> [Given problem]: Copy all the records below, replacing "Return value" with "Result" throughout and leaving everything else the same.

-- Begin Recorded information --

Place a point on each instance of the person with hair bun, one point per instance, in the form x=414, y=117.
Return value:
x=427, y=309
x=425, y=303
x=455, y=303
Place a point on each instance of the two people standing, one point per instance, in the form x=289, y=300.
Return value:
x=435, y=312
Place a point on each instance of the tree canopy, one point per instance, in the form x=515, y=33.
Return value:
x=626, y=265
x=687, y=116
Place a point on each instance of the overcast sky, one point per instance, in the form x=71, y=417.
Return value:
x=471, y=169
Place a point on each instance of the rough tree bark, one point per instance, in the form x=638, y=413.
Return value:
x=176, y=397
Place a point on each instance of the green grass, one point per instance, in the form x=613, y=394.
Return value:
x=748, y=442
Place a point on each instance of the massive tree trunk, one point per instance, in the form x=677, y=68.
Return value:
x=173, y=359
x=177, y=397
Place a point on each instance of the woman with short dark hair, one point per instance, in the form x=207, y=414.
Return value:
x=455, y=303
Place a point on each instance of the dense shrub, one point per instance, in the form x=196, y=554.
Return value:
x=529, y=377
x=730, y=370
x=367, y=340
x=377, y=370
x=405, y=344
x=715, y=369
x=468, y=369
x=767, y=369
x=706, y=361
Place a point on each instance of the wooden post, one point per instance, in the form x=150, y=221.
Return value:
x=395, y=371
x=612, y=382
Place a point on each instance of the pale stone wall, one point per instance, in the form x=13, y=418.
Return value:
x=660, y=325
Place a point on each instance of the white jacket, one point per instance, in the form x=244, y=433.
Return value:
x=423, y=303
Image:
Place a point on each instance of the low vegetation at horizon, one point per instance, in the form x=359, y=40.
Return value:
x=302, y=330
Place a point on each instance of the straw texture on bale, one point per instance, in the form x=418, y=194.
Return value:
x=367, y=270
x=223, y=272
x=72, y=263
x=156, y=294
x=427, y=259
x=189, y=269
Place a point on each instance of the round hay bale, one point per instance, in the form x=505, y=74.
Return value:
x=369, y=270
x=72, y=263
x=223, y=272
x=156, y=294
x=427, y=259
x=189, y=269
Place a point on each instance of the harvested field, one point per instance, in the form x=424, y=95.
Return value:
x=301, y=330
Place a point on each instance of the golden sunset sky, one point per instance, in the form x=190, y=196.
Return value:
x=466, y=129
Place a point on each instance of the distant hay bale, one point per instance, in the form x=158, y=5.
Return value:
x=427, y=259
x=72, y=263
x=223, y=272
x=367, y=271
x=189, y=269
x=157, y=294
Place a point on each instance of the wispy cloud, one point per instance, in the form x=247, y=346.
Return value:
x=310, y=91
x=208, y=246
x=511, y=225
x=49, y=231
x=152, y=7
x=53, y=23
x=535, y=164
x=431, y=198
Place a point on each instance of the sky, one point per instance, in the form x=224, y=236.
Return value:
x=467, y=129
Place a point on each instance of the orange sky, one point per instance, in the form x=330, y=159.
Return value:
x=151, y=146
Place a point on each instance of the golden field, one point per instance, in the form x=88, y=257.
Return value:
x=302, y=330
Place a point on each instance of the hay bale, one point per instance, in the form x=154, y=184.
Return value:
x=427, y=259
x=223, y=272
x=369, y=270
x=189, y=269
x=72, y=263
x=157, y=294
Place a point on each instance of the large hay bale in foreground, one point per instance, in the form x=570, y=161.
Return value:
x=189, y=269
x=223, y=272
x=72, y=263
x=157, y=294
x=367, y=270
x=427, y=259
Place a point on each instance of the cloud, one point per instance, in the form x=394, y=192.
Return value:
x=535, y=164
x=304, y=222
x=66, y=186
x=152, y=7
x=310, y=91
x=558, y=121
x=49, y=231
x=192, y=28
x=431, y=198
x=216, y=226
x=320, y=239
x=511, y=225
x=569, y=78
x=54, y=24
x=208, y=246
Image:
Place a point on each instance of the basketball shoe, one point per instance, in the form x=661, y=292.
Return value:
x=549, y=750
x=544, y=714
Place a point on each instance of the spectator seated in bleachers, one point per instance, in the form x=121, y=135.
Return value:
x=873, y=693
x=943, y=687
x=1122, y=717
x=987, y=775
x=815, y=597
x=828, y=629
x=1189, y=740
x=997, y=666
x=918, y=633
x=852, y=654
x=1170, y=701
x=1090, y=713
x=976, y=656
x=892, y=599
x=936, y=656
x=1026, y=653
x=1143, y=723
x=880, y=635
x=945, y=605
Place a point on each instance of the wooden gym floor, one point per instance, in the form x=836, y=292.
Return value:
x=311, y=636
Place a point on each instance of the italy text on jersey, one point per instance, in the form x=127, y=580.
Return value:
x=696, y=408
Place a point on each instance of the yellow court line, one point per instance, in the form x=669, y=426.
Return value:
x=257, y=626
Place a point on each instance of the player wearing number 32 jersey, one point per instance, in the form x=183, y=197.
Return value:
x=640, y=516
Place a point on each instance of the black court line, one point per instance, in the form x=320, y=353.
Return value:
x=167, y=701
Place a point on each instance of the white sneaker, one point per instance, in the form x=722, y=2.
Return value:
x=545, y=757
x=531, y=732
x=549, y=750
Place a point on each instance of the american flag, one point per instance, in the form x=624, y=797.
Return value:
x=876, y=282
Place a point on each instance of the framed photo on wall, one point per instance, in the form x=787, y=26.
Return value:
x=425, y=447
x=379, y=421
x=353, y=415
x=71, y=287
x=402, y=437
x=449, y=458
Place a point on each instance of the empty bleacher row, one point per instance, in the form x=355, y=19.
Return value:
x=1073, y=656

-- End Recorded information --

> [Result]:
Place a point on each instance of the person with hair bun, one point per instance, in the form x=414, y=117.
Result:
x=427, y=309
x=425, y=303
x=455, y=303
Place a point on each instance of the two people standing, one point per instance, in the form x=289, y=300.
Result:
x=435, y=312
Place a point on each instance of the tree canopy, one point per instance, in the form x=515, y=33.
Result:
x=626, y=265
x=687, y=116
Place a point on each instance of the overcast sky, one point per instance, in the form x=71, y=417.
Result:
x=471, y=169
Place a point on each instance of the rough tree bark, one point per instance, in the form x=638, y=413.
Result:
x=176, y=397
Place a point on each instance of the green grass, one point per instance, in the form x=613, y=394.
Result:
x=748, y=442
Place a point on each instance of the massive tree trunk, one point per instance, in the form x=677, y=68.
Result:
x=173, y=359
x=177, y=397
Place a point on each instance of the woman with short dark hair, one point per instance, in the form x=207, y=414.
Result:
x=455, y=303
Place a point on each instance of the dense shrub, one point per instance, in the form x=196, y=554.
Result:
x=529, y=377
x=730, y=370
x=367, y=340
x=377, y=370
x=405, y=344
x=715, y=369
x=468, y=369
x=767, y=369
x=706, y=361
Place a point on each instance of the wooden post, one point per instance, in the form x=150, y=221.
Result:
x=395, y=371
x=612, y=382
Place a point on each instance of the pale stone wall, one point per instance, in the form x=13, y=418.
Result:
x=660, y=325
Place a point on each instance of the white jacket, one point per instance, in the form x=244, y=433.
Result:
x=423, y=303
Image:
Place a point on each instance of the low vegetation at horizon, one point per instance, in the form x=359, y=40.
Result:
x=302, y=330
Place a point on each instance of the straw texture on bale, one point per instance, in the form x=418, y=194.
Result:
x=367, y=270
x=223, y=272
x=72, y=263
x=156, y=294
x=427, y=259
x=189, y=269
Place a point on each instance of the round hay bale, one point per instance, in the form x=505, y=74.
Result:
x=369, y=270
x=72, y=263
x=223, y=272
x=156, y=294
x=427, y=259
x=189, y=269
Place a point on each instance of the harvested field, one point per instance, in the form x=424, y=95.
Result:
x=301, y=330
Place a point on each instance of the golden sunset sky, one point per instance, in the form x=190, y=196.
Result:
x=466, y=129
Place a point on each instance of the distant hay bale, one point per instance, in the form x=158, y=5.
Result:
x=427, y=259
x=72, y=263
x=223, y=272
x=367, y=271
x=189, y=269
x=157, y=294
Place a point on each instance of the wispy cloud, one point per instance, in the form x=247, y=346.
Result:
x=310, y=91
x=208, y=246
x=511, y=225
x=49, y=231
x=152, y=7
x=53, y=23
x=535, y=164
x=431, y=198
Place a point on each instance of the sky, one point per instance, in the form x=224, y=236.
Result:
x=467, y=129
Place a point on each instance of the orange sky, one point per instance, in the form x=330, y=159.
Result:
x=151, y=146
Place a point on each instance of the golden field, one point per instance, in the form x=88, y=257.
Result:
x=302, y=330
Place a point on each instance of the hay bale, one point per instance, in the form x=154, y=184.
Result:
x=427, y=259
x=223, y=272
x=369, y=270
x=189, y=269
x=72, y=263
x=157, y=294
Place a point on each instance of the large hay bale in foreground, one point per instance, in the form x=570, y=161.
Result:
x=189, y=269
x=223, y=272
x=72, y=263
x=157, y=294
x=367, y=270
x=427, y=259
Place a point on each instance of the cloud, one point per instance, in the form x=394, y=192.
Result:
x=535, y=164
x=304, y=222
x=66, y=186
x=152, y=7
x=310, y=91
x=558, y=121
x=49, y=231
x=192, y=28
x=431, y=198
x=216, y=226
x=320, y=239
x=511, y=225
x=569, y=78
x=54, y=24
x=208, y=246
Image:
Place a point on each instance of the basketball shoe, one point per instance, in the form x=661, y=292.
Result:
x=549, y=750
x=544, y=714
Place a point on each instance of the spectator seated in bleachers, one point per instance, in the form x=121, y=135.
Result:
x=873, y=693
x=943, y=687
x=1122, y=717
x=987, y=775
x=815, y=597
x=828, y=629
x=1189, y=740
x=997, y=666
x=918, y=633
x=852, y=654
x=1170, y=701
x=1090, y=713
x=976, y=656
x=892, y=599
x=936, y=656
x=1026, y=653
x=1143, y=723
x=880, y=635
x=945, y=605
Place a point on each instance of the wooden gym floor, one point per instance, in the form x=836, y=292.
Result:
x=311, y=636
Place a point on each instance of the italy text on jersey, one point per instance, in the form x=127, y=580.
Result:
x=696, y=408
Place a point on each instance of the yellow court line, one point per instance, in the form x=669, y=426.
Result:
x=257, y=626
Place a point on each instance of the player wearing number 32 jersey, one point per instance, in the form x=183, y=197.
Result:
x=640, y=516
Place a point on each instance of the black court line, one point per instance, in the form x=320, y=353.
Result:
x=167, y=701
Place a point on each instance of the white sneaker, one point per instance, in the form x=722, y=2.
Result:
x=545, y=757
x=531, y=732
x=549, y=750
Place a point on each instance of the american flag, one point per instance, in the form x=624, y=797.
Result:
x=876, y=282
Place a point on each instance of the framed photo on wall, one point per instance, in the form x=787, y=26.
Result:
x=425, y=447
x=379, y=421
x=353, y=415
x=71, y=287
x=402, y=437
x=449, y=458
Place a point on each instance of the empty bleacher row, one point per instance, in the form x=355, y=19.
Result:
x=1073, y=656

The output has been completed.